▸ **Brano fornito**
▬▬▬▬▬▬

Il periodo longobardo di Ravenna è considerato ancora oggi oscuro dagli storici, niente di simile al tesoretto era mai stato recuperato negli scavi. E niente di simile era mai stato collegato al sovrano goto. Sul significato delle incisioni e sulla funzione stessa delle posate la comunità scientifica si è interrogata a lungo. La certezza che uno fosse il monogramma reale è giunta dopo studi capillari, di cui ora si tirano le somme anche in vista dell’esposizione del servizio da mensa nelle sale di Classis, il nuovo museo che le istituzioni ravennati dedicano al territorio. I reperti avranno un posto d’onore: è qui che il pubblico li potrà vedere dopo che la loro storia è stata decifrata. Ed è qui che per la prima volta il cucchiaio del re sarà presentato come tale. Le posate misurano fra i 23 e i 25 centimetri, pesano in totale poco più di mezzo chilo. Erano legate in un mazzo, anche se hanno datazioni e stili diversi. All’inizio si era pensato a un corredo religioso, battesimale. Poi, però, l’idea ha perso quota: le chiese con battistero sono troppo lontane dal luogo del ritrovamento. Parallelamente si è cominciato a pensare che questi fossero davvero cucchiai: sette è un numero ricorrente nell’uso conviviale romano. 
Enrico Cirelli, tra i responsabili degli scavi nell’area del vecchio porto e consulente per l’epoca tardo-antica di Classis, definisce «sorprendente» la testimonianza offerta dal tesoretto, «uno squarcio sulla vita nell’VIII secolo, finora raccontata da pochissimi ritrovamenti, e su Teodorico stesso». Posate, dunque: «Immaginiamo fossero forgiate per il pulmentus, una sorta di purè di farina, fave e latte».
Le stoviglie provengono da servizi distinti, forse ricordo dei vari rami di una famiglia: mostrano un gallo, foglie, lettere. Il piattello, del VII secolo, è decorato con fiori d’acanto e una scritta, Ioannhoy, variante di Giovanni in lettere greche. Una posata con croce e colomba è dedicata a «Rvta», appellativo maschile di origine germanica. Infine, il monogramma più prezioso: una croce e sei lettere, Teodrc. Già durante il restauro qualcuno salta sulla sedia, intuendo affinità con i simboli dei capitelli di Piazza del Popolo a Ravenna. Era lo stemma del re? «Servivano comparazioni approfondite – spiega Isabella Baldini, docente di Archeologia cristiana e medievale all’Università di Bologna, autrice di uno studio di dettaglio sul tesoretto —: la prova finale è arrivata da una moneta. Il monogramma di Teodorico era identico a quello del cucchiaio». Il marchio del signore d’Italia, un nome germanico e uno greco: anche l’insieme rende unico il reperto, «perché – aggiunge Baldini – testimonia la varietà composita della società ravennate e classicana». Una società di cui si sapeva poco e che si rivela raffinata. «Siamo lontani – riflette Cirelli – dall’idea di barbari attenti solo alla guerra, di Medioevo in cui anche i ricchi non badavano a grazia o decoro».

▬▬▬▬▬▬

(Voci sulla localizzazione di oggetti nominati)

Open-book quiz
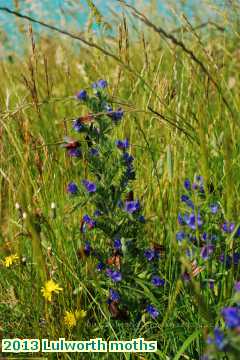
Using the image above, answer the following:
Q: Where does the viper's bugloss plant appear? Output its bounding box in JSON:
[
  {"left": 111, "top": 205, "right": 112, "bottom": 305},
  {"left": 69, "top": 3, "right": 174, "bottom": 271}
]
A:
[
  {"left": 65, "top": 80, "right": 165, "bottom": 320},
  {"left": 176, "top": 176, "right": 240, "bottom": 288},
  {"left": 203, "top": 282, "right": 240, "bottom": 360}
]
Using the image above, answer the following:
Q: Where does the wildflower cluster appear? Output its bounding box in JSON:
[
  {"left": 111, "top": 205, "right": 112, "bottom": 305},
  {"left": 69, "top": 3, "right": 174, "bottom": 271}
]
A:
[
  {"left": 64, "top": 80, "right": 165, "bottom": 320},
  {"left": 176, "top": 176, "right": 240, "bottom": 288},
  {"left": 203, "top": 281, "right": 240, "bottom": 360}
]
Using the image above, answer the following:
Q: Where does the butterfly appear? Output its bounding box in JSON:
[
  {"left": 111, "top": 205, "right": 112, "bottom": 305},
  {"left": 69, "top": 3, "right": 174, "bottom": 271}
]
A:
[
  {"left": 126, "top": 190, "right": 134, "bottom": 201},
  {"left": 151, "top": 241, "right": 166, "bottom": 256},
  {"left": 60, "top": 136, "right": 80, "bottom": 149},
  {"left": 191, "top": 260, "right": 204, "bottom": 278},
  {"left": 107, "top": 250, "right": 121, "bottom": 270},
  {"left": 77, "top": 114, "right": 94, "bottom": 124},
  {"left": 108, "top": 300, "right": 129, "bottom": 320}
]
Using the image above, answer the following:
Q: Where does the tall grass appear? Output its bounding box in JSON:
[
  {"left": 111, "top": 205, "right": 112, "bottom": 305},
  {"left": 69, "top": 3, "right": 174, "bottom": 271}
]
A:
[{"left": 0, "top": 2, "right": 240, "bottom": 359}]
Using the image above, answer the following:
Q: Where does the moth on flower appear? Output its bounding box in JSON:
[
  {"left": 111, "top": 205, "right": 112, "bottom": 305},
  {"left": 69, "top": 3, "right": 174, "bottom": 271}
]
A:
[
  {"left": 41, "top": 279, "right": 63, "bottom": 302},
  {"left": 3, "top": 254, "right": 19, "bottom": 267}
]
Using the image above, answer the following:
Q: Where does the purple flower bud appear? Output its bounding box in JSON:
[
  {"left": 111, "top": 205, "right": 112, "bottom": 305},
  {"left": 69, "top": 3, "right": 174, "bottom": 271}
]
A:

▬▬▬▬▬▬

▸ **Obiettivo 1**
Rispondi per favore alle domande seguenti sul brano sul tesoretto di Ravenna.
(a) Quanto misurano le posate?
(b) A quale secolo risale il piattello?
(c) Da quale oggetto è arrivata la prova finale sul monogramma di Teodorico?
▸ **Obiettivo 2**
Prolunga il brano sul tesoretto di Ravenna con un nuovo paragrafo che riprenda subito dopo la sua ultima frase.
Il materiale non ha alcun legame con il brano sul tesoretto di Ravenna.

▸ **Risultato atteso 1**
(a) Fra i 23 e i 25 centimetri.
(b) Al VII secolo.
(c) Da una moneta.

▸ **Risultato atteso 2**
Il sovrano goto ha dunque voluto siglare le sue stoviglie preziose, come usavano i bizantini. Del resto, è a Costantinopoli che vive anni cruciali: figlio di Teodemiro, re degli ostrogoti, da bambino viene inviato come ostaggio alla corte dell’imperatore romano d’Oriente Leone I per garantire la pace tra i popoli. Nella Città d’oro Teodorico studia il latino e il greco, la politica e la guerra, sogna di diventare imperatore a sua volta. Diventato condottiero, si allea con i romani. Nel 493 assedia Ravenna, dove Odoacre si è asserragliato, e la conquista: governa l’Italia per 33 anni, proteggendo a lungo – lui, un ariano – la chiesa cattolica. La fine del suo regno è solcata da ritorsioni religiose, ma passa alla storia come monarca illuminato. Dominus d’Italia, Teodorico chiede ad Anastasio un titolo imperiale e riceve un rifiuto. «Non realizzerà mai il suo desiderio – prosegue l’archeologo – ma come un imperatore metterà la firma su molti edifici: l’acquedotto, il suo mausoleo. Ora sappiamo che Teodorico si rappresentava imperatore anche nella vita quotidiana. Chi nasconde il cucchiaio è conscio del suo valore, anche simbolico».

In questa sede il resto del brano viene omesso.